**PROBLEM DESCRIPTION:**
Print the stretch of rows below from the one containing "the tree foliage" through the end of the rows, copying each line unchanged. Leave the pictures out of your answer.

━━━━━━

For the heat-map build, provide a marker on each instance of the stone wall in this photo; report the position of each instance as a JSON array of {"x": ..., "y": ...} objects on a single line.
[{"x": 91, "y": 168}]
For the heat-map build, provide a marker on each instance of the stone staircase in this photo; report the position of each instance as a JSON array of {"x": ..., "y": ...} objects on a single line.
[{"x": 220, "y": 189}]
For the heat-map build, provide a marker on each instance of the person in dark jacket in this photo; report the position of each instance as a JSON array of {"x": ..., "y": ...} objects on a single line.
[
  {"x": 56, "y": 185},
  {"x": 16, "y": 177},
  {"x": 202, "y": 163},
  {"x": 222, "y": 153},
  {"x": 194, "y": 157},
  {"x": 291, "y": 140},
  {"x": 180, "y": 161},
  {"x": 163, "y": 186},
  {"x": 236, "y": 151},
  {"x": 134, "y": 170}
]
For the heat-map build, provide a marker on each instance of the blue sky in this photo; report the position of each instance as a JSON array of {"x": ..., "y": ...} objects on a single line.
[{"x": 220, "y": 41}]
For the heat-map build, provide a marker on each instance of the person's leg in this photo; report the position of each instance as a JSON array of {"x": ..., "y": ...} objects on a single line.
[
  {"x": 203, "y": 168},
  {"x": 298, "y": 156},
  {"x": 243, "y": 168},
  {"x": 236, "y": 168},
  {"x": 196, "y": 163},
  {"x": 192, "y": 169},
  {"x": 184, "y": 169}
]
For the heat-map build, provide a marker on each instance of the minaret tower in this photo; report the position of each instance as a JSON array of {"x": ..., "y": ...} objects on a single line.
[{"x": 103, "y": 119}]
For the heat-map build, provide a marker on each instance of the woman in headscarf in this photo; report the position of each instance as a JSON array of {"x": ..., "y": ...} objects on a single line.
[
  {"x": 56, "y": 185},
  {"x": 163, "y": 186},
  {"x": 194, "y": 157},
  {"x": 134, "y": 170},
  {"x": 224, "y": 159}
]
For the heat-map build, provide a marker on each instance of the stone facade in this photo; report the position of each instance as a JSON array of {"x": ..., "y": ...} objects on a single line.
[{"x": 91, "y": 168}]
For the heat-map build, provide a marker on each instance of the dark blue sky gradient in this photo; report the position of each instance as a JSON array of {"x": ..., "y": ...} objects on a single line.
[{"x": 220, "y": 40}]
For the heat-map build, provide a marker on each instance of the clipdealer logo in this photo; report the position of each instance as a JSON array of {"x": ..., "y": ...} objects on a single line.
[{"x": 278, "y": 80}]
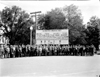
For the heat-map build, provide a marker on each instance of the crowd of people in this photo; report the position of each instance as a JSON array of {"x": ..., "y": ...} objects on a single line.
[{"x": 13, "y": 51}]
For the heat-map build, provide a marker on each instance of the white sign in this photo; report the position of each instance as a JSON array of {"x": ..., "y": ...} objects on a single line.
[{"x": 52, "y": 36}]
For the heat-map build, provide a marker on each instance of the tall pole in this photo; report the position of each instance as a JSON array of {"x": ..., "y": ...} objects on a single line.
[
  {"x": 35, "y": 22},
  {"x": 31, "y": 28}
]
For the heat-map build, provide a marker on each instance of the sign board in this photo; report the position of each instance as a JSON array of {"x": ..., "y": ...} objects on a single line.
[{"x": 52, "y": 36}]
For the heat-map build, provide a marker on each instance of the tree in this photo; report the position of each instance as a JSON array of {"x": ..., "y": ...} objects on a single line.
[
  {"x": 74, "y": 23},
  {"x": 93, "y": 31},
  {"x": 16, "y": 24},
  {"x": 54, "y": 19}
]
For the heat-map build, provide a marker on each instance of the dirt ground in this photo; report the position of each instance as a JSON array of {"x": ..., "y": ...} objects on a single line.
[{"x": 51, "y": 66}]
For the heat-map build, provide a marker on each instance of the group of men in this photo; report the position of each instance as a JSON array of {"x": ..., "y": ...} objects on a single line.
[{"x": 12, "y": 51}]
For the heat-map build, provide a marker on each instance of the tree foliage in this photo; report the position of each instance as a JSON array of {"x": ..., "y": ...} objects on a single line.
[
  {"x": 54, "y": 19},
  {"x": 16, "y": 24}
]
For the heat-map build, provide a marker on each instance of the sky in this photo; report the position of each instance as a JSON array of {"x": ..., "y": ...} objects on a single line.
[{"x": 88, "y": 8}]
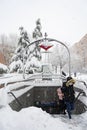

━━━━━━

**RESULT:**
For the heat-map build, provide a marker on each instance of the tree foliage in this photo; report the position of each instance as a JSON array of {"x": ..., "y": ...} objects on a single line.
[
  {"x": 54, "y": 19},
  {"x": 16, "y": 24}
]
For the heat-map build, provide a marker on each instance of the sky in this photo; report the position of each instance as a JSON array of {"x": ..., "y": ...} objects on a single line.
[{"x": 88, "y": 8}]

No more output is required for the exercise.